WRITTEN INSTRUCTION:
Reproduce the listing exactly and skip over any pictures.

# start of DATASET ROWS

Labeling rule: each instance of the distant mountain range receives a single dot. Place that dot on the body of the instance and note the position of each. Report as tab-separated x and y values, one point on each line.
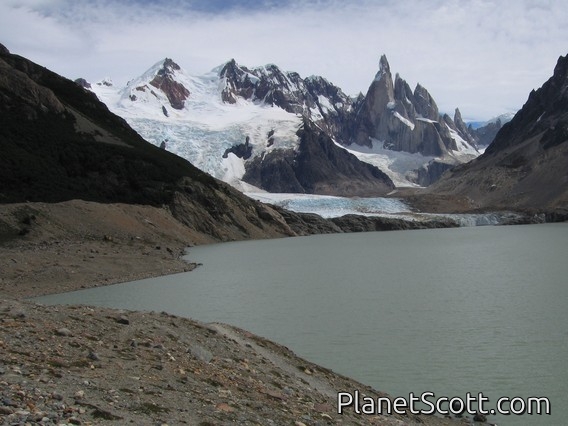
526	166
256	128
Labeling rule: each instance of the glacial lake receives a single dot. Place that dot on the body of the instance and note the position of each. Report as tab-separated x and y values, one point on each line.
450	311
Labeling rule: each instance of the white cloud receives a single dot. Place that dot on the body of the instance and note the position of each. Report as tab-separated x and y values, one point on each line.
482	56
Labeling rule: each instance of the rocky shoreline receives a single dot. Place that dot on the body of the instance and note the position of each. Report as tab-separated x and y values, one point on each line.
79	365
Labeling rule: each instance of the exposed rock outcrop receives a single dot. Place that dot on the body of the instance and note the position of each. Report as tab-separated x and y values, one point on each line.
176	92
526	166
404	120
319	166
314	98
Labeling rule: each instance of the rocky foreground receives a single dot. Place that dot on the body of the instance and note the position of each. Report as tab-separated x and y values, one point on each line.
75	365
80	365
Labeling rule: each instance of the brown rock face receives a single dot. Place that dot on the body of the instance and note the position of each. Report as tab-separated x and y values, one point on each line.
176	92
402	119
318	167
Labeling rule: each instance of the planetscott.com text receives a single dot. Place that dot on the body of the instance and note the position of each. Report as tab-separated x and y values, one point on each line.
427	403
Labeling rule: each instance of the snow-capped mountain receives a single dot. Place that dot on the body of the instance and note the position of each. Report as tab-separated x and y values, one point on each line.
263	128
485	132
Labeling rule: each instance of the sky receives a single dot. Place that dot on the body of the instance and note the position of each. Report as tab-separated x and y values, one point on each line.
483	56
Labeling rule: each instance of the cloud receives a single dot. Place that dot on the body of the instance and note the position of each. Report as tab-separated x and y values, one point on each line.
483	56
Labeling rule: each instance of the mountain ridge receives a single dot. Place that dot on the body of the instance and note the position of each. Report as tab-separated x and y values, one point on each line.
313	98
526	166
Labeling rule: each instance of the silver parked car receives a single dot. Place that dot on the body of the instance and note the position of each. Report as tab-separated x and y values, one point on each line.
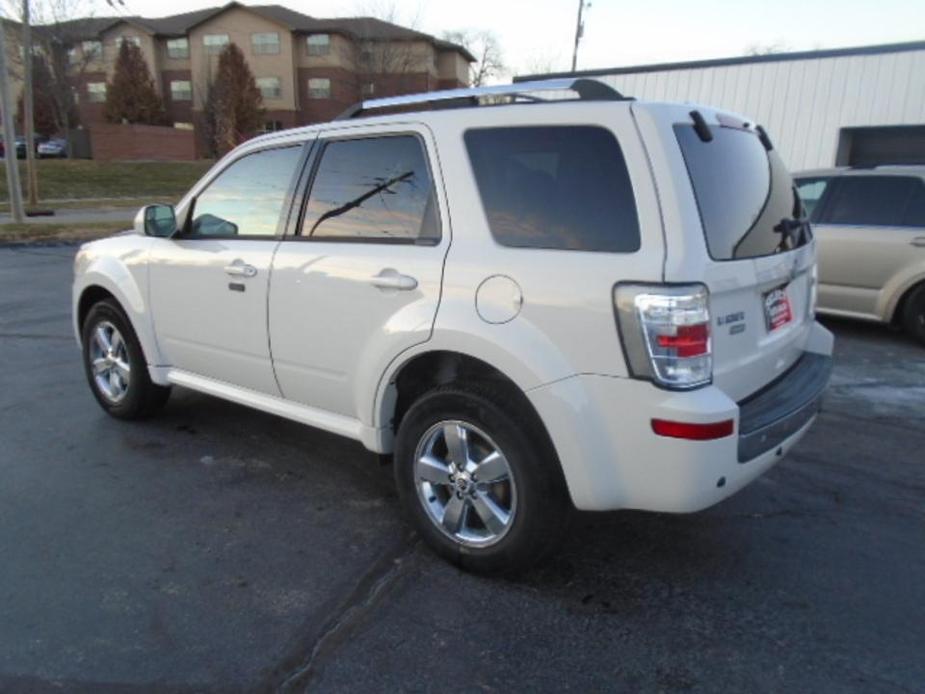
870	228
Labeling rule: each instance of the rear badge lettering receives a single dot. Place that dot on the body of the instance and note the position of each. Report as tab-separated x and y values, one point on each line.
735	321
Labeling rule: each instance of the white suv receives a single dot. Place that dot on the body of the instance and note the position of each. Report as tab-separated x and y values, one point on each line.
532	305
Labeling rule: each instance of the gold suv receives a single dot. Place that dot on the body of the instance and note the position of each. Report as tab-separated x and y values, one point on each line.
870	229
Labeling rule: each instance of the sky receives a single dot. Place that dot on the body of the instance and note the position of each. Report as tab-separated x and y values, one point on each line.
537	35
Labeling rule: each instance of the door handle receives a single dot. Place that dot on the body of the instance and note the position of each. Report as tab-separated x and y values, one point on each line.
391	279
240	269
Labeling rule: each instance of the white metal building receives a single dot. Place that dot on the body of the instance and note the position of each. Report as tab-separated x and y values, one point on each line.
852	106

# end of DATASET ROWS

CORRECT OUTPUT:
Labeling rule: each instance of the distant mountain range receives a single dot. Place that dot on the body of the instance and note the position of each. Report as tab-separated x and y values, one point on each line.
526	166
256	128
Labeling rule: each instance of the glacial lake receives a single dot. Place that dot on the body of the instance and note the position of each. Report as tab-separated x and y values, one point on each line.
450	311
Labeling rule: each instance of the white cloud receives a single dot. Place that dot on the body of the instance and note the position of each. Report as tab-separated x and y values, one point on each line.
482	56
Labeling rule: each instance of the rocky shoreline receives a single dot. Place that dot on the body of the instance and note the position of each. Report as tab-separated x and y values, one point on each line.
79	365
Labeling rule: each instance of the exposed rock outcrop receives a single dot. Place that dot on the body of the instance and note the position of each. Report as tab-separated x and y values, one point on each line.
176	92
526	166
404	120
319	166
314	98
Labeling rule: each instance of the rocky foreground receives a single dot. Place that dot on the body of the instance and note the position of each. Report as tab-separated x and y values, one point on each line.
75	365
80	365
Labeling rule: each instance of the brown rock face receives a single dot. Place that dot on the body of the instance and note the position of each. Report as tab-separated x and y values, one point on each line.
176	92
402	119
318	167
Labeling rule: each instance of the planetscott.com text receives a single dot. Place that dot on the body of the instance and note the position of each. Report as tab-separated x and y values, one point on each line.
427	403
Labeling rule: each instance of the snow-capped mountain receives a single dot. Place that dot on the body of the instance and note the position of each. Report as tab-separated x and y values, one point on each line.
263	128
485	132
Labeling rule: each instance of the sky receives a single dot. Place that dot on the body of the instance and note the position of each. Report as tab-separated x and y values, one point on each line.
483	56
Labeling rule: each instance of the cloud receives a single dot. Place that dot on the body of the instance and note the position of each. Report as tab-separated x and y values, one point on each line.
483	56
Labeling rule: each instance of the mountain ridge receives a single dot. Place that dot on the body of the instance and note the position of each. Report as tab-separated x and y values, one point on each line.
313	98
526	166
Labeling rule: each instance of the silver parked car receives a single dot. Place that dot on the body of the instance and note the position of each. Report as tab-separated x and y values, one point on each line.
870	228
Labeling rule: each instance of the rear badge lettering receives a single dot. Place that dot on the body of the instance and note the position of each. Report as tab-separated x and y values, one point on each line.
735	321
Labeling rule: each instance of the white suv receives a single dot. Place that dot on the body of the instance and note the position of each. Report as tab-separated x and y values, one point on each line.
532	305
Labeling rule: each instance of the gold suv receives a single dot. Place that dot on the body of the instance and note the position of each. Report as tab-separated x and y values, one point on each line.
870	229
Labeling rule: each instance of the sky receives a single dot. Place that dot on the body of the instance and note the position of each. Report as tab-separated x and y values, one point on each line.
537	35
Labeling rule: each instance of the door handle receives a single dot. Place that dot on the body of the instance and note the position of each. Report as tab-separated x and y values, one point on each line.
391	279
240	269
Labeling rule: each instance of the white metal building receives a single dot. Place that dot on the body of the instance and note the position of each. Report as tab-separated x and y values, one point on each line.
852	106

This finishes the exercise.